▸ About this exercise:
Return every line of the data below, exactly.
********
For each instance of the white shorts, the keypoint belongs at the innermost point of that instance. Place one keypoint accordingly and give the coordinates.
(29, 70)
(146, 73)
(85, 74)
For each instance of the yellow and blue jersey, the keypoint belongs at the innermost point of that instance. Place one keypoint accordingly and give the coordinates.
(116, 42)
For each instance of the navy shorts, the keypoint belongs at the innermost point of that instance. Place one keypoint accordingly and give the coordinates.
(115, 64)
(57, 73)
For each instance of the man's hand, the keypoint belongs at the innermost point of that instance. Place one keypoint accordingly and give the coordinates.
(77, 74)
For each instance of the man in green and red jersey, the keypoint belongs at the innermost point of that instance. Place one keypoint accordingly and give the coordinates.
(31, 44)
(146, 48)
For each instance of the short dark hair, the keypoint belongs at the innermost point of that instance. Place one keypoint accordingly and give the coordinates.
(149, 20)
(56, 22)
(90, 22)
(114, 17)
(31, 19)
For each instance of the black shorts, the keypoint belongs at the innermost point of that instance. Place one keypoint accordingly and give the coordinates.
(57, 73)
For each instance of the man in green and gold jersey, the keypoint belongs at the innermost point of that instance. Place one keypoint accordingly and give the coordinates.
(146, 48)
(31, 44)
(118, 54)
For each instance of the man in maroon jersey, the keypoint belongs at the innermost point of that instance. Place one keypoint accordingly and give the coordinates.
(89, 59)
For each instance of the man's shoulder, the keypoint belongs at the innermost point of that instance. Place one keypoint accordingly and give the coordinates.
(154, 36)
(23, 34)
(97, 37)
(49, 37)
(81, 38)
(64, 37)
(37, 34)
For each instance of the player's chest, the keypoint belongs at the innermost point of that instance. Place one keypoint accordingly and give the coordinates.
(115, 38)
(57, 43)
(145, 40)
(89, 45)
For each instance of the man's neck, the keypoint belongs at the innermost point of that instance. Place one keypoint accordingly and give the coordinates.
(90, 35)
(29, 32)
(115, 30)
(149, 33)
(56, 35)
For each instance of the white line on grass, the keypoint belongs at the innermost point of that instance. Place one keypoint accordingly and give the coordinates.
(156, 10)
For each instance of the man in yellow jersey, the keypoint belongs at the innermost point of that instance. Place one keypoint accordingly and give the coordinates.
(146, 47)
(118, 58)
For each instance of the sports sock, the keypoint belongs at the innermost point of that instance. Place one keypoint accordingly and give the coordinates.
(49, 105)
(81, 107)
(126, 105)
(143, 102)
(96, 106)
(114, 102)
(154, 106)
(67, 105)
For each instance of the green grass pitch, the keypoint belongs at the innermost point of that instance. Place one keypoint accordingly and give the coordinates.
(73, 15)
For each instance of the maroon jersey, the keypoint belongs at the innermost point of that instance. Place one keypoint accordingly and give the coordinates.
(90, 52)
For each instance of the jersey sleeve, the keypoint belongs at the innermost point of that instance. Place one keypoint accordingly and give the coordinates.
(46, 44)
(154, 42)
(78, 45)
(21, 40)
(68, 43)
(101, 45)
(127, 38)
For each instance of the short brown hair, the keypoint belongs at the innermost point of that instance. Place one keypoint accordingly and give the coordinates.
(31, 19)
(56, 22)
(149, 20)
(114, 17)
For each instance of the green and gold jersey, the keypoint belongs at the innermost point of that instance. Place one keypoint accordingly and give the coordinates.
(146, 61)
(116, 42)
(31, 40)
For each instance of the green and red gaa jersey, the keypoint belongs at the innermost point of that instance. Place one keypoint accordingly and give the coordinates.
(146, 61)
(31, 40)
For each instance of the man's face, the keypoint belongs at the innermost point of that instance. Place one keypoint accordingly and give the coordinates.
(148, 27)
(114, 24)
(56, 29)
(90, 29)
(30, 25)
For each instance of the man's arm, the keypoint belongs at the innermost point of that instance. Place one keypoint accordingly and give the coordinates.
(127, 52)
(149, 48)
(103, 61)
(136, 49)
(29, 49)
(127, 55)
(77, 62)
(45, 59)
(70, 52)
********
▸ Response area:
For each instance of the white shorts, the keypoint belongs at the innermost point of that instance. Place one keypoint accordingly and give the coordinates.
(29, 70)
(146, 73)
(85, 74)
For each instance of the yellow and blue jersey, the keypoint belongs at the innermost point of that instance. Place one keypoint accordingly and give the coordinates.
(116, 42)
For each instance of the navy shorts, the keypoint belongs at the innermost point of that instance. Place one keypoint accordingly and give the coordinates.
(115, 64)
(57, 73)
For each instance of the man's hand, the keypoint belongs at the innermost point of that instance. Place one keypoint accordingly and give the coordinates.
(77, 74)
For each instance of the man in green and red jersey, the keypoint belongs at the innermost point of that instance. Place one keypoint accordingly and give the coordinates.
(31, 44)
(146, 48)
For each instance of the short dark hair, the keypoint belongs at the innermost point of that instance. Place one keypoint accordingly and give the coordinates.
(149, 20)
(56, 22)
(90, 22)
(114, 17)
(31, 19)
For each instance of the black shorts, the keypoint belongs at the innermost point of that instance. Place one keypoint accordingly and give the coordinates.
(57, 73)
For each instance of the man in green and gold jersey, the keypoint belongs at the innermost point of that instance. Place one keypoint accordingly and give the coordinates.
(146, 48)
(31, 44)
(118, 54)
For each instance of the man in maroon jersey, the keypoint belongs at the innermost point of that instance. Place one keypoint accordingly and give the coordinates.
(89, 59)
For each instance of the man's shoulder, the keypoint belongs at the innermost point of that instance. Place one keypoint accordingly and give the coordinates.
(154, 36)
(23, 34)
(97, 37)
(49, 37)
(81, 38)
(64, 37)
(37, 34)
For each instance of the player's chest, the keypoint belongs at the innermost point of that instance. Place one keypoint accordingly and give the coordinates.
(115, 38)
(57, 43)
(145, 40)
(89, 45)
For each instance of the man's neck, the keypoint belongs at the innermost point of that instance. Place one keypoint accordingly and give the coordinates.
(90, 35)
(29, 32)
(115, 30)
(149, 33)
(56, 35)
For each instance of the white line on grass, the keypoint belongs at the innermost point of that instance. Place one keypoint accordingly and give the coordinates.
(156, 10)
For each instance of the man in yellow jersey, the keypoint belongs at the innermost point of that instance. Place one keypoint accordingly and give the coordinates.
(146, 47)
(118, 58)
For each instance of the sports sock, the keypoint belongs at the innermost point of that instance. Place one keypoint accordingly and give the coordinates.
(49, 105)
(81, 107)
(126, 105)
(143, 102)
(96, 106)
(114, 102)
(154, 106)
(67, 105)
For each instance of the green grass pitch, the keypoint belongs at the innermost point of that instance. Place one keypoint accordingly and give the coordinates.
(73, 15)
For each instance of the maroon jersey, the keypoint belongs at the innermost point of that instance. Place one keypoint accordingly and give the coordinates.
(90, 52)
For each instance of the jersey sleeve, the keypoint belongs at the innermost point of that instance. Place one keypoint accordingly and give the coordinates.
(46, 44)
(154, 42)
(78, 45)
(21, 40)
(68, 43)
(101, 45)
(127, 38)
For each instance of the short brown hair, the keypoint belongs at the innermost point of that instance. Place one keypoint accordingly and give the coordinates.
(31, 19)
(56, 22)
(149, 20)
(114, 17)
For each instance of the green and gold jersey, the keypoint belongs at the innermost point of that instance. Place one keypoint accordingly and give the coordinates.
(146, 61)
(116, 42)
(31, 40)
For each instance of the green and red gaa jersey, the keypoint belongs at the innermost point of that instance. Place one keypoint accordingly and give the coordinates.
(146, 61)
(31, 40)
For each instance of the man's face, the keypoint belongs at the innermost point of that instance. Place one keypoint accordingly and give the coordinates.
(148, 27)
(114, 24)
(56, 29)
(90, 29)
(30, 25)
For each instance of the man's arm, the keypoint belongs at the innermost point of that instance. Place one keypoint accordingly and give the coordinates.
(127, 52)
(149, 48)
(103, 61)
(136, 49)
(29, 49)
(127, 55)
(77, 62)
(45, 59)
(70, 52)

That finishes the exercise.